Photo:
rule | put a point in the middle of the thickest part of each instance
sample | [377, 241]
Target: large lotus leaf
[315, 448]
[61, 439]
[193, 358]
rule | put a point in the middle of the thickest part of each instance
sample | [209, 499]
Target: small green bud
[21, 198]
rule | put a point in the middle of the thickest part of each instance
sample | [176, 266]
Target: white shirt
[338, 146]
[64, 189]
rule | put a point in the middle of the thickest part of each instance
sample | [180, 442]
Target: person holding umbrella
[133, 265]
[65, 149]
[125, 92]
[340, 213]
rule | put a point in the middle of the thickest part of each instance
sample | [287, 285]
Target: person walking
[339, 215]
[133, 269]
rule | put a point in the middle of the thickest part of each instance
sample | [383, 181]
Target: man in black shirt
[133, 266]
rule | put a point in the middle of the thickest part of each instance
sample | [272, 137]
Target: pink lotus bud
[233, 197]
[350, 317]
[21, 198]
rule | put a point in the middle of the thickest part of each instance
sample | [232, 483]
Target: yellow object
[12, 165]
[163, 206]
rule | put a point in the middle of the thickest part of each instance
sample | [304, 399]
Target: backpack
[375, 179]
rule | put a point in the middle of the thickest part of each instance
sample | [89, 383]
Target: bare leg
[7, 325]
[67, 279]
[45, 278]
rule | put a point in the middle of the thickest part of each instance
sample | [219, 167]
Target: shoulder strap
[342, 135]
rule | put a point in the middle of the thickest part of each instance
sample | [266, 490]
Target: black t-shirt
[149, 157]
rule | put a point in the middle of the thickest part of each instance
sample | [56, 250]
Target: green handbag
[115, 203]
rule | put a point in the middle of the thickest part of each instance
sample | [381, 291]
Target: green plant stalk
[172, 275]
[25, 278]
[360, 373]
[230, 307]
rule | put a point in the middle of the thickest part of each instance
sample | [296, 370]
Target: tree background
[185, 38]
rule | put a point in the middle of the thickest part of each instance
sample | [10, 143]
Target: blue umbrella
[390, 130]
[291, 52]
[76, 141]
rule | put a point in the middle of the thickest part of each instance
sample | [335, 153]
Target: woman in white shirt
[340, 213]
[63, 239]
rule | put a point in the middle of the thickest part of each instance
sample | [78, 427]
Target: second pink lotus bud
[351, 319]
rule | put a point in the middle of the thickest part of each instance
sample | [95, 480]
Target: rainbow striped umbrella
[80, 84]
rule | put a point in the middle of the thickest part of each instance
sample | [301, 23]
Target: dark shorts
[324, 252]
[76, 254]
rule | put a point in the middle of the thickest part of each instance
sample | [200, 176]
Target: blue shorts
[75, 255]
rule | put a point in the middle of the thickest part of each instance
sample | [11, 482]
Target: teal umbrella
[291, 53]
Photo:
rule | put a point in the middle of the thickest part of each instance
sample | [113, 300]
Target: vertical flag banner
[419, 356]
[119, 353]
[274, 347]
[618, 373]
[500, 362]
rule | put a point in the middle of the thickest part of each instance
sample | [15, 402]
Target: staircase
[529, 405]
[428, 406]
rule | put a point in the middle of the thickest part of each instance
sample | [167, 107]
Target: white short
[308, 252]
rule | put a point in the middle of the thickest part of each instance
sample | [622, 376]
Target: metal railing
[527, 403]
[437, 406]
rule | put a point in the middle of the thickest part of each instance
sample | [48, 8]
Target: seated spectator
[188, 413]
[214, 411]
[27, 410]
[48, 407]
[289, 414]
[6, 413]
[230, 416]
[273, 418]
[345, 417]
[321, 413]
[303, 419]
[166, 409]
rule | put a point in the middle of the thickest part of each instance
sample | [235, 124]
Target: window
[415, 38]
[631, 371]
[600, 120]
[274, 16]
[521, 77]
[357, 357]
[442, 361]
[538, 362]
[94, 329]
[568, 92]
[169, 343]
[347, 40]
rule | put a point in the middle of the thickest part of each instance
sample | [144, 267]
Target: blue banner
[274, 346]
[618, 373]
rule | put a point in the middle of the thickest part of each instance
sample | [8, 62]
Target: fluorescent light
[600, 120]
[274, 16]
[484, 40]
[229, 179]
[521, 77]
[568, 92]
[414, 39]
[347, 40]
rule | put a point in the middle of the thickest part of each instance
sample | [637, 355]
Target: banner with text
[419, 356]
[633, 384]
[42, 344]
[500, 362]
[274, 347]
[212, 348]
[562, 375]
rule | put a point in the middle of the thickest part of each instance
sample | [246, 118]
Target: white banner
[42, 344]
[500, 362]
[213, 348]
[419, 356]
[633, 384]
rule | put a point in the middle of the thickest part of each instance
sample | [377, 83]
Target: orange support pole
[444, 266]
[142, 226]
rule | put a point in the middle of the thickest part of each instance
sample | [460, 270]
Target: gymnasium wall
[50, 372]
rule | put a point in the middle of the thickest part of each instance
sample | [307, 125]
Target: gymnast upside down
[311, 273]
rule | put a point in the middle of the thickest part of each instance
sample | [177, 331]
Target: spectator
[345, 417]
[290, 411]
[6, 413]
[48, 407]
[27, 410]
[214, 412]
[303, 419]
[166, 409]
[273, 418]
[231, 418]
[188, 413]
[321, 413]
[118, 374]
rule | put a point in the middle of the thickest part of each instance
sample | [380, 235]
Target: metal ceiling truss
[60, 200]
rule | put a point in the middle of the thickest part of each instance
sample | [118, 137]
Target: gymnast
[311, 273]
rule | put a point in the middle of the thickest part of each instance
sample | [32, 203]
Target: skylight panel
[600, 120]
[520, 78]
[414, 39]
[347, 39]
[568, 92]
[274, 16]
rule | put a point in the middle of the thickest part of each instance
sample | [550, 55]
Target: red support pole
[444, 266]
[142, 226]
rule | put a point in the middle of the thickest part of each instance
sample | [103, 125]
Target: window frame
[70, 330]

▶ _Task to complete_
In this exercise, repeat all entries exactly.

▶ _Your response_
Photo:
rule | put a point in the middle of the thickest part of each instance
sample | [377, 241]
Target: large lotus leaf
[315, 448]
[61, 439]
[193, 358]
rule | put a point in the middle of the thickest part of each instance
sample | [209, 499]
Target: small green bud
[21, 198]
rule | put a point in the middle of the thickest part of each instance
sample | [176, 266]
Target: white shirt
[338, 146]
[64, 189]
rule | put a point in the middle of the thickest part of each instance
sample | [180, 442]
Target: person holding umbrella
[133, 265]
[65, 149]
[125, 92]
[340, 213]
rule | put a point in the middle of the thickest part of each instance
sample | [287, 285]
Target: person walking
[339, 215]
[133, 269]
rule | put a point in the middle of the thickest part of each instance
sample | [383, 181]
Target: man in black shirt
[133, 266]
rule | put a point in the middle of the thickest part of each instance
sample | [272, 137]
Target: pink lotus bud
[233, 197]
[350, 317]
[21, 198]
rule | put a point in the middle of the thickest part of each instance
sample | [232, 483]
Target: yellow object
[12, 165]
[163, 206]
rule | put a point in the middle of the thickest part of each instance
sample | [304, 399]
Target: backpack
[375, 179]
rule | put a point in the middle of the thickest part of each instance
sample | [89, 383]
Target: bare leg
[7, 325]
[67, 279]
[45, 278]
rule | put a point in the middle of the thickest part of each instance
sample | [219, 167]
Target: shoulder strap
[342, 135]
rule | put a point in the middle of the thickest part of each instance
sample | [266, 490]
Target: black t-shirt
[149, 157]
rule | put a point in the middle of the thickest part of each instance
sample | [56, 250]
Target: green handbag
[115, 203]
rule | put a point in the middle of the thickest part of each instance
sample | [381, 291]
Target: green plant stalk
[172, 275]
[25, 278]
[360, 373]
[230, 307]
rule | put a point in the middle of the thickest part of each instance
sample | [296, 370]
Target: tree background
[185, 38]
rule | put a point in the middle of the thickest part of each instance
sample | [10, 143]
Target: blue umbrella
[390, 130]
[291, 52]
[76, 141]
rule | put a point in the middle of the thickest part of each instance
sample | [335, 153]
Target: woman in white shirt
[340, 213]
[63, 239]
rule | put a point in the middle of the thickest part of each instance
sample | [78, 427]
Target: second pink lotus bud
[351, 319]
rule | put a point in the middle of the thickest part of each instance
sample | [95, 480]
Target: rainbow striped umbrella
[80, 84]
rule | put a point in the middle of the thickest part of each instance
sample | [301, 23]
Target: dark shorts
[324, 252]
[76, 254]
rule | put a point in the middle of the thickest part of each instance
sample | [200, 176]
Target: blue shorts
[75, 255]
rule | put a point in the middle of the thickest part of each instance
sample | [11, 482]
Target: teal umbrella
[291, 53]
Photo:
rule | put a point in the middle of the thickest part of each instance
sample | [113, 300]
Target: vertical flag banner
[419, 356]
[119, 353]
[274, 347]
[618, 373]
[500, 362]
rule | put a point in the middle of the thickest part of each instance
sample | [15, 402]
Target: staircase
[529, 405]
[428, 406]
rule | put a point in the middle of the thickest part of each instance
sample | [167, 107]
Target: white short
[308, 252]
rule | put a point in the middle of the thickest part of each instance
sample | [622, 376]
Target: metal railing
[527, 403]
[437, 406]
rule | put a point in the middle of the thickest part of each instance
sample | [48, 8]
Target: seated spectator
[188, 413]
[214, 411]
[27, 410]
[48, 407]
[289, 414]
[6, 413]
[230, 416]
[273, 418]
[345, 417]
[321, 413]
[303, 419]
[166, 409]
rule | put a point in the middle of the thickest part of each instance
sample | [235, 124]
Target: window
[415, 38]
[631, 371]
[600, 120]
[274, 16]
[521, 77]
[357, 357]
[442, 361]
[538, 362]
[94, 329]
[568, 92]
[169, 343]
[347, 40]
rule | put a point in the middle of the thickest part of each instance
sample | [144, 267]
Target: blue banner
[274, 346]
[618, 373]
rule | put a point in the middle of the thickest part of each instance
sample | [8, 62]
Target: fluorescent light
[600, 120]
[274, 16]
[484, 40]
[229, 179]
[521, 77]
[568, 92]
[414, 39]
[347, 40]
rule | put a point in the middle of the thickest part of each instance
sample | [637, 355]
Target: banner with text
[419, 356]
[633, 384]
[42, 344]
[500, 362]
[274, 347]
[212, 348]
[562, 375]
rule | put a point in the middle of the thickest part of each instance
sample | [246, 118]
Target: white banner
[42, 344]
[500, 362]
[213, 348]
[419, 356]
[633, 384]
rule | put a point in the middle of the thickest part of each instance
sample | [377, 83]
Target: orange support pole
[444, 266]
[142, 226]
rule | put a point in the middle of the thickest part of each instance
sample | [460, 270]
Target: gymnasium wall
[50, 372]
rule | put a point in the middle of the thickest part of each instance
sample | [307, 125]
Target: gymnast upside down
[311, 273]
rule | put a point in the middle of the thickest part of each instance
sample | [177, 331]
Target: spectator
[345, 417]
[290, 411]
[6, 413]
[48, 407]
[27, 410]
[214, 412]
[303, 419]
[166, 409]
[273, 418]
[231, 418]
[188, 413]
[321, 413]
[118, 374]
rule | put a point in the middle of the thickest part of each instance
sample | [380, 235]
Target: metal ceiling truss
[60, 200]
rule | put a point in the middle of the thickest part of each instance
sample | [118, 137]
Target: gymnast
[311, 273]
rule | put a point in the middle of the thickest part of each instance
sample | [32, 203]
Target: skylight panel
[600, 120]
[520, 78]
[414, 39]
[347, 39]
[568, 92]
[274, 16]
rule | put a point in the middle of the thickest part of each instance
sample | [550, 55]
Target: red support pole
[444, 266]
[142, 226]
rule | put a point in the middle of the thickest part of each instance
sample | [103, 125]
Target: window frame
[70, 330]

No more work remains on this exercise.